Stored records
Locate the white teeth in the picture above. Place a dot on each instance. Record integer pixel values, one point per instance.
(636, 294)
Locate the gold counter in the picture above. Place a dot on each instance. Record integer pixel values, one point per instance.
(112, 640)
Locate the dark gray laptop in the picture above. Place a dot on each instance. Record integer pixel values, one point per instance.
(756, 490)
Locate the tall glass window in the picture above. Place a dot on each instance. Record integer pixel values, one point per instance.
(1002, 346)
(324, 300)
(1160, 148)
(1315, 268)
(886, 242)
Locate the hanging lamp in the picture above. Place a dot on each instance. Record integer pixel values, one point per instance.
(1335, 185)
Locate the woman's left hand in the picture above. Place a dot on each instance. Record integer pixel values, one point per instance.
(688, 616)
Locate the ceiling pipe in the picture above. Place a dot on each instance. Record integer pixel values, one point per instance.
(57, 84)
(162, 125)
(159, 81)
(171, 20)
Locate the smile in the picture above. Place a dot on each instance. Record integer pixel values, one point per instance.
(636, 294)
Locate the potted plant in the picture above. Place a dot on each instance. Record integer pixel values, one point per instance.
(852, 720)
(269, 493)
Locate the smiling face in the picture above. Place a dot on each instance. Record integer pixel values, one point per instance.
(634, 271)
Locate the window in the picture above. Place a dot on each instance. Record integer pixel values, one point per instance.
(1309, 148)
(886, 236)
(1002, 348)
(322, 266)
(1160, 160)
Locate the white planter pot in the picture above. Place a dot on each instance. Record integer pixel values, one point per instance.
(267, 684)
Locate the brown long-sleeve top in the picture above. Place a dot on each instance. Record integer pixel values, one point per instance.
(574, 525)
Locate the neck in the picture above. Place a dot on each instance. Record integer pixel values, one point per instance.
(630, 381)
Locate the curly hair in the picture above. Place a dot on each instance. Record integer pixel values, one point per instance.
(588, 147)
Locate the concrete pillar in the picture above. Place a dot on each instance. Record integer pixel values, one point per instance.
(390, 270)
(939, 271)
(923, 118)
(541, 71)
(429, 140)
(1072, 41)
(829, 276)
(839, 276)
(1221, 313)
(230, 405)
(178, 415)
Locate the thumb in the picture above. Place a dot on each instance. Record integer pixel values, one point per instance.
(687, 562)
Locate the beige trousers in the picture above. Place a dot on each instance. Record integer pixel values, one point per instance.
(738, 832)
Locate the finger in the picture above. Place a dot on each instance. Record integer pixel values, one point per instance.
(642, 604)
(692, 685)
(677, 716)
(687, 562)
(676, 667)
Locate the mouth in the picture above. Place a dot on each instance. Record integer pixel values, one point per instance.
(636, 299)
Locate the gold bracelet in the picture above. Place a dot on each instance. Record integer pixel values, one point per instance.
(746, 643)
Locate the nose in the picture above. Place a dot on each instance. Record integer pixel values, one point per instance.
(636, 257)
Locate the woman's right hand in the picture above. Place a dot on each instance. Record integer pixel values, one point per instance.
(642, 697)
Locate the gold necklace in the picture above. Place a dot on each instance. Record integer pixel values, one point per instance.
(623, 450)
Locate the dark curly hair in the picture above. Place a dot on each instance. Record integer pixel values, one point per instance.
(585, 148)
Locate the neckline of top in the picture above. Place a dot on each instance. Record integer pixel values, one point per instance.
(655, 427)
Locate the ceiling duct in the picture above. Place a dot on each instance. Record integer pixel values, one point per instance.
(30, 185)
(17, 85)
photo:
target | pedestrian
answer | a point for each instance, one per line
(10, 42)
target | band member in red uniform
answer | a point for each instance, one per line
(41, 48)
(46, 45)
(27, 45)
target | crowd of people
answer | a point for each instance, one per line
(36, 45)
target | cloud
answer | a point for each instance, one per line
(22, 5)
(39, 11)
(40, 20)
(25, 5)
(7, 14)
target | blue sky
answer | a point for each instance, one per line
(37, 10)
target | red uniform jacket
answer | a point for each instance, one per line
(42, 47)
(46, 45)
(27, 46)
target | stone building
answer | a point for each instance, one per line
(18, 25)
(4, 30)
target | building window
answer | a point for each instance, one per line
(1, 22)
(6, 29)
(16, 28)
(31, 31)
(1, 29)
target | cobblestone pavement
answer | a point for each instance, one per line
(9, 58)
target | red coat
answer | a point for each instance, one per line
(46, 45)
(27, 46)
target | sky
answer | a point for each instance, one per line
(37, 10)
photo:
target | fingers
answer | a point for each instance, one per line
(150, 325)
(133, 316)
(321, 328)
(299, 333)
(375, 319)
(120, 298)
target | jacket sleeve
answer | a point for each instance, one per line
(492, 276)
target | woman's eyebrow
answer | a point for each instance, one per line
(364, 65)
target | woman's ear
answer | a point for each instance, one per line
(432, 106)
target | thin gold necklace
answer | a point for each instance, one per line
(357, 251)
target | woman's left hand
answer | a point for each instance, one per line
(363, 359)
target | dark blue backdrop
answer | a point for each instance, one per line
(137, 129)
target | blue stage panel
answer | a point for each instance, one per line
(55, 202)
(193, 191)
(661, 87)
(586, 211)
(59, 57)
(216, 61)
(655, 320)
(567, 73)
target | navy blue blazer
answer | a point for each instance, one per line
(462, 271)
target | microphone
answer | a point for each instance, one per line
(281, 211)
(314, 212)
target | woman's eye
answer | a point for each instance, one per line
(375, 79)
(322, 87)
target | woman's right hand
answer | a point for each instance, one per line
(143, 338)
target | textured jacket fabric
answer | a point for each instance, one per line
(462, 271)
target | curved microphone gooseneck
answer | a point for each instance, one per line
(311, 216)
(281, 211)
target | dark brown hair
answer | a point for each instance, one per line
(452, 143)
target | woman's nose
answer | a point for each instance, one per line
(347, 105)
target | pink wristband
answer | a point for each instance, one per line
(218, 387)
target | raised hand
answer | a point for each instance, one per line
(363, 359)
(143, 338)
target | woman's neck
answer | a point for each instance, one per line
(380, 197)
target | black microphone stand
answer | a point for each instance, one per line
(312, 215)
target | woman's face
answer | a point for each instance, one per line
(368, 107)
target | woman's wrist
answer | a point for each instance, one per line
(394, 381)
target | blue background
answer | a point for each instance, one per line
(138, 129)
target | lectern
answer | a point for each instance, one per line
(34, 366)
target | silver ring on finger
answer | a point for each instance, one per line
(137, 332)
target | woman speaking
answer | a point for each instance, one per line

...

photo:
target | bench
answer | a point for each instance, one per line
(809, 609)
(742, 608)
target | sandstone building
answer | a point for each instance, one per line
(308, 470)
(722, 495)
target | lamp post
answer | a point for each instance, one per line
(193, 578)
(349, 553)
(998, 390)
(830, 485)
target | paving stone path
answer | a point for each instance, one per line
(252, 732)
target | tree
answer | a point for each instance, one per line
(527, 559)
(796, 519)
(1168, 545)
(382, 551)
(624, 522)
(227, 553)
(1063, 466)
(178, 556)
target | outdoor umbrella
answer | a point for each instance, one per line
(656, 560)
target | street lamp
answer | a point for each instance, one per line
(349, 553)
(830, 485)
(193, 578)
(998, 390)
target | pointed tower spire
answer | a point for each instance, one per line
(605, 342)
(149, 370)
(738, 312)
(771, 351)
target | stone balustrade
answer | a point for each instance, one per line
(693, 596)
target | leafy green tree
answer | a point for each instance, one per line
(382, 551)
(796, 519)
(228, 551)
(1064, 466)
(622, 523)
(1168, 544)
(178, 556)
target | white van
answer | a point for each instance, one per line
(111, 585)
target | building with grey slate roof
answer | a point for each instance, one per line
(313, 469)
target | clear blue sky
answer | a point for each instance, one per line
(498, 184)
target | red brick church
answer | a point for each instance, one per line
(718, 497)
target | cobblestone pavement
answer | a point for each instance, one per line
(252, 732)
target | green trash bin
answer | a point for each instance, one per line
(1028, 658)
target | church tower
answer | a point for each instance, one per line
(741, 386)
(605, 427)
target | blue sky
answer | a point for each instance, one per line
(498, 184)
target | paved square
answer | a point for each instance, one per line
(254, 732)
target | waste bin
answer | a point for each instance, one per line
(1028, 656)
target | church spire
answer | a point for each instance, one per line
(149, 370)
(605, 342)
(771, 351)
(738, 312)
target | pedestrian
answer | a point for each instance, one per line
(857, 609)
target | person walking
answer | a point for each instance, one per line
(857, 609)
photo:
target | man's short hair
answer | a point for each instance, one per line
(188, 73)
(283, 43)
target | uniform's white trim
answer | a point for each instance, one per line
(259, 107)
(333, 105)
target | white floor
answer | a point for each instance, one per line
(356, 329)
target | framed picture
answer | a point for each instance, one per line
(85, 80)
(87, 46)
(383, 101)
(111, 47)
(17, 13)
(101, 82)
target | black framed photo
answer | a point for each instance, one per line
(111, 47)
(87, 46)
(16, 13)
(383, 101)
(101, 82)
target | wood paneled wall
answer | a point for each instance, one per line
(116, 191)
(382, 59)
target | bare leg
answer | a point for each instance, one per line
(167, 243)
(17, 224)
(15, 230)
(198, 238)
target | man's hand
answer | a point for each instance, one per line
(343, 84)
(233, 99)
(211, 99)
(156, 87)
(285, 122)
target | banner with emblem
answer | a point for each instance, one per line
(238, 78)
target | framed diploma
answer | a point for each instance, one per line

---

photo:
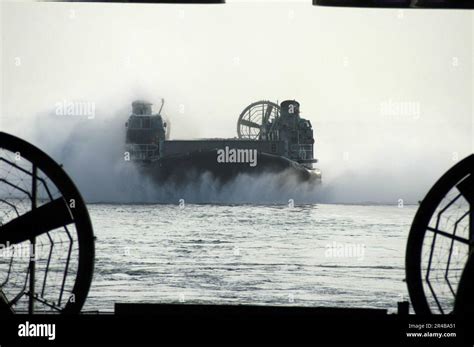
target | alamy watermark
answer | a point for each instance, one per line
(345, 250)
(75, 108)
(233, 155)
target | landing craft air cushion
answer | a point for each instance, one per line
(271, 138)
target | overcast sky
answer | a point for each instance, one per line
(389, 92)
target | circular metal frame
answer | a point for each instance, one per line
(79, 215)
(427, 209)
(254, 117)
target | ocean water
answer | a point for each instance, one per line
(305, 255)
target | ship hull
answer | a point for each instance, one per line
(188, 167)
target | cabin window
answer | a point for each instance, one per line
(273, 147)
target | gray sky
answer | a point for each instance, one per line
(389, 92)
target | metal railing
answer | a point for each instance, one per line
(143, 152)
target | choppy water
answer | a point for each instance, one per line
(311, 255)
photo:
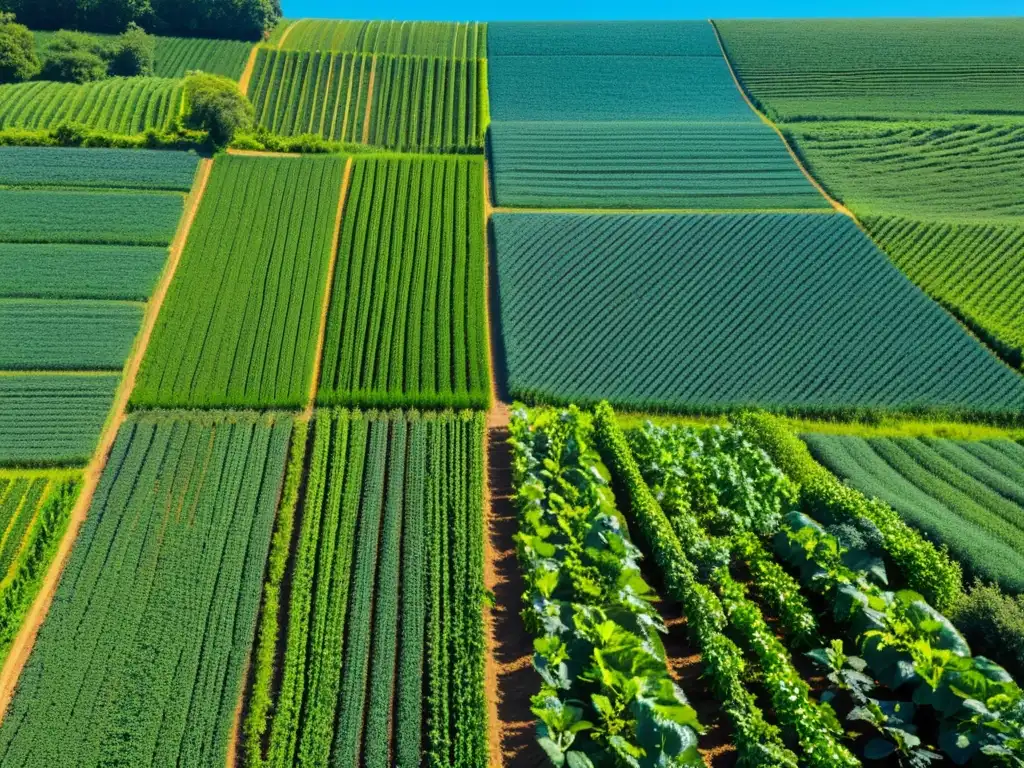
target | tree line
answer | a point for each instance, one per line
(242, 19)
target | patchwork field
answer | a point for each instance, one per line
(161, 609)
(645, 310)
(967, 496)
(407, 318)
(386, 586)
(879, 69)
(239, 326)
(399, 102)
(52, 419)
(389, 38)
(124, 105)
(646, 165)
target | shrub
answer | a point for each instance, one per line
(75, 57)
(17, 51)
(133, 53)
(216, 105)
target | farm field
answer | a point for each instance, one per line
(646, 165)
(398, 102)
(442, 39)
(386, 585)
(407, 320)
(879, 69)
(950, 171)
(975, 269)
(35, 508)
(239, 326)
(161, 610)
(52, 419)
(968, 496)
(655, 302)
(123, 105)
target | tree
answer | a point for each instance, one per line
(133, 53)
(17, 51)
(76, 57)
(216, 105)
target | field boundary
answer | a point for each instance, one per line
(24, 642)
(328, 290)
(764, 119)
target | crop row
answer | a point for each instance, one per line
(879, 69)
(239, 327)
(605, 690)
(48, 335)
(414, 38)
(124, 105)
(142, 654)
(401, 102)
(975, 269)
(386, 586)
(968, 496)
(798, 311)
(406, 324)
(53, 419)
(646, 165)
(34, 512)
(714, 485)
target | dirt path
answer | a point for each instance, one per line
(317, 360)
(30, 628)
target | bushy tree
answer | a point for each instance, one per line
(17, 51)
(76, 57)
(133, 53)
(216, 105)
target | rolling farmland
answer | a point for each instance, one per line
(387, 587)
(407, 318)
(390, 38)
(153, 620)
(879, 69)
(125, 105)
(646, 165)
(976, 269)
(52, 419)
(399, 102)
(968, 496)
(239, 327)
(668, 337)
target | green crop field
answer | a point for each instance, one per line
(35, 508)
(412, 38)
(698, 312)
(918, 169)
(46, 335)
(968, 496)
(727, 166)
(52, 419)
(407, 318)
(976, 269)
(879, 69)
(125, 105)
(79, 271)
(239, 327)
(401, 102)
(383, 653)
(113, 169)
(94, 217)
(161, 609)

What to work on →
Collect every line of the records above that contains the string "blue" and copy each one out in full.

Expected output →
target | blue sky
target | dark blue backdrop
target | blue stage panel
target | navy blue blazer
target | blue background
target | clear blue sky
target | blue sky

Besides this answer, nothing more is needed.